** Opening DATA TO EXAMINE block **

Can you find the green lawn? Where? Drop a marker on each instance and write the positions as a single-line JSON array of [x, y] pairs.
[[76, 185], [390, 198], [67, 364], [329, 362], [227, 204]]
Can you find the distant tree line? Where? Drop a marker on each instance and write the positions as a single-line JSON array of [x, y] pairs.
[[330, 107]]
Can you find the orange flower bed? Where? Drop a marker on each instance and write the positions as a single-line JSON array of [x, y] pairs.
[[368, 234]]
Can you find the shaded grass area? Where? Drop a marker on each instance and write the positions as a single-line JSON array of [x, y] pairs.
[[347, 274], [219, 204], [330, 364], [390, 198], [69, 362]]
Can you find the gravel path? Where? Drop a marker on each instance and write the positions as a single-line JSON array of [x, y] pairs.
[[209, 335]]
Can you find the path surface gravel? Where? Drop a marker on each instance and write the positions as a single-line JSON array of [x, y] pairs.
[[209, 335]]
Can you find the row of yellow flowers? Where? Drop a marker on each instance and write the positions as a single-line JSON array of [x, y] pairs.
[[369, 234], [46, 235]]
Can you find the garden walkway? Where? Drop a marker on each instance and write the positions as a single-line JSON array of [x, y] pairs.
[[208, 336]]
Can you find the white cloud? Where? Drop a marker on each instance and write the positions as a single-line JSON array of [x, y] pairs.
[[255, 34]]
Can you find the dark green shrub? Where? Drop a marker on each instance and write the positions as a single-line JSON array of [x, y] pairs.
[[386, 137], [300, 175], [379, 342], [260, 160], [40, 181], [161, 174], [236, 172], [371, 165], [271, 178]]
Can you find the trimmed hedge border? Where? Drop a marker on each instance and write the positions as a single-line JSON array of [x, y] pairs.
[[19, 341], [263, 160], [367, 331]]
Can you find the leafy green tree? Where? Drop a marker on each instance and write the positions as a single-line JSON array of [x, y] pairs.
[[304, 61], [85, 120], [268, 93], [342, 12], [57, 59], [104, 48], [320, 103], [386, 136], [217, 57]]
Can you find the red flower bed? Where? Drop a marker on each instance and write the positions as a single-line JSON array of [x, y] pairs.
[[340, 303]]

** Closing DATA TO EXAMINE block **

#### YOUR OBJECTIVE
Please reproduce every record shown above, exactly as written.

#### REPLY
Can you find the green lawn? Where? Drop a marker on each instance and write the positions as a single-line JSON array of [x, y] pairs.
[[76, 185], [390, 198], [67, 364], [329, 362], [227, 204]]
Can you find the distant tree line? Where? Drop a marker on each instance and write the positions as a single-line JSON array of [x, y] pairs.
[[330, 107]]
Can you find the orange flower bed? Where? Drop a marker on each instance and write the positions as a single-line JSON array of [x, y] pairs.
[[368, 234]]
Can you find the shaded grass area? Where? Drop a marker on each instance and write the positions as a single-line JSON array of [x, y] pairs.
[[347, 274], [219, 204], [330, 364], [390, 198], [69, 362]]
Can you find the gravel path? Where? Drop a marker on each instance and write the positions as a single-line JSON array of [x, y] pairs.
[[209, 335]]
Can you find the path surface gravel? Where? Drop a marker on each instance and write the positions as a single-line JSON array of [x, y] pairs.
[[209, 335]]
Can you find the row of yellow flowers? Where? Drop a marker on each instance and write the positions as a single-line JSON array of [x, y] pairs.
[[369, 234], [46, 235]]
Can you find the garden walkway? Where? Drop a marker on each instance and write the positions as a single-line JSON array of [x, y] pairs.
[[208, 336]]
Can you find the white cloud? Where? Drop a marker on each instance and write the positions as a single-line JSON array of [x, y] pairs.
[[255, 34]]
Can you find the dark green shrub? Where? Drop a marker on each instance and write the positions as a single-line JSON array of [x, y] pairs.
[[386, 137], [300, 175], [379, 342], [260, 160], [40, 181], [161, 174], [236, 172], [371, 165], [271, 178]]
Can you find the trimmed hedge border? Where? Drop a marker on each instance and write the positions as a single-line JSON array of [x, y] pairs.
[[19, 341], [263, 160], [367, 331]]
Can you find the leafy green tree? Where? Drop a marker on each instance and write the positions as a single-line JSON array of [x, y] pairs.
[[304, 61], [85, 120], [268, 93], [342, 12], [57, 59], [104, 48], [320, 103], [386, 136], [217, 57]]
Can you find the red flower bed? Where? Drop a marker on each instance and write the positions as a single-line JSON array of [x, y] pairs.
[[340, 303]]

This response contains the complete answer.